* Supplied text *
REMEMBERING ROSA PARKS

 

Ms. MILLENDER-McDONALD. Mr. Speaker, I thank the gentleman from Michigan (Mr. Conyers) so much for yielding, and I am absolutely privileged to stand here today on the shoulders of a woman who stood so proud, though her frame was so small. One act, infused with courage, changed this world.

Her act was a spark that ignited a movement that altered the course of history for America. She sat down in order for America to stand up and look at itself, look at herself, and to see the atrocities that they were doing on a group of people, we African Americans.

I am so privileged to have had the opportunity to meet this great woman. She came to California; and while she came to California, she and I both hailed from Alabama. Yes, she was a native Alabaman and so am I.

Rosa Parks, a seamstress who refused to get up from her seat to give to it a white man, that is the type of courage that she displayed; and yet she did not want anyone to showcase her. In California, when we showcased her in the State legislature, she said, I do not want all of this. I said to her, I am sorry, you have all of this, because you have made this country a better country because of one act that you did.

All Americans should be standing up at this point, praising Rosa Parks for what she did, not only for a group of people but for this country. She raised the consciousness of this country and brought it to its knees in terms of segregation.

* Data for this task *
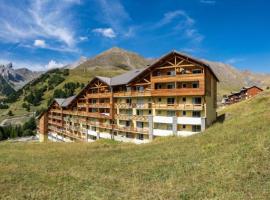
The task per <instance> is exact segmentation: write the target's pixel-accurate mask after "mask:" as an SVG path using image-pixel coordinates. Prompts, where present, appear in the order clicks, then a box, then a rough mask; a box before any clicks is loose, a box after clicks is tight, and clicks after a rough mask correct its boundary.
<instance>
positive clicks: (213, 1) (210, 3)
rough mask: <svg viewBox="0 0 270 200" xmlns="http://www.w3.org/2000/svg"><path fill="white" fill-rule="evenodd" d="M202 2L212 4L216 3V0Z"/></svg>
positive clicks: (204, 3)
mask: <svg viewBox="0 0 270 200" xmlns="http://www.w3.org/2000/svg"><path fill="white" fill-rule="evenodd" d="M200 2H201V3H204V4H211V5H213V4H216V1H214V0H201V1H200Z"/></svg>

* Using the information *
A. Reproduce verbatim the passage of the Rosa Parks tribute starting at "Ms. MILLENDER-McDONALD. Mr." and ending at "changed this world.".
B. Quote the entries in full, word for word, leaving out the pictures.
The text and the entries were drawn from unrelated sources.

* Answers by item number *
A.
Ms. MILLENDER-McDONALD. Mr. Speaker, I thank the gentleman from Michigan (Mr. Conyers) so much for yielding, and I am absolutely privileged to stand here today on the shoulders of a woman who stood so proud, though her frame was so small. One act, infused with courage, changed this world.

B.
The task per <instance> is exact segmentation: write the target's pixel-accurate mask after "mask:" as an SVG path using image-pixel coordinates. Prompts, where present, appear in the order clicks, then a box, then a rough mask; a box before any clicks is loose, a box after clicks is tight, and clicks after a rough mask correct its boundary.
<instance>
positive clicks: (213, 1) (210, 3)
rough mask: <svg viewBox="0 0 270 200" xmlns="http://www.w3.org/2000/svg"><path fill="white" fill-rule="evenodd" d="M202 2L212 4L216 3V0Z"/></svg>
positive clicks: (204, 3)
mask: <svg viewBox="0 0 270 200" xmlns="http://www.w3.org/2000/svg"><path fill="white" fill-rule="evenodd" d="M200 2H201V3H204V4H211V5H213V4H216V1H214V0H201V1H200Z"/></svg>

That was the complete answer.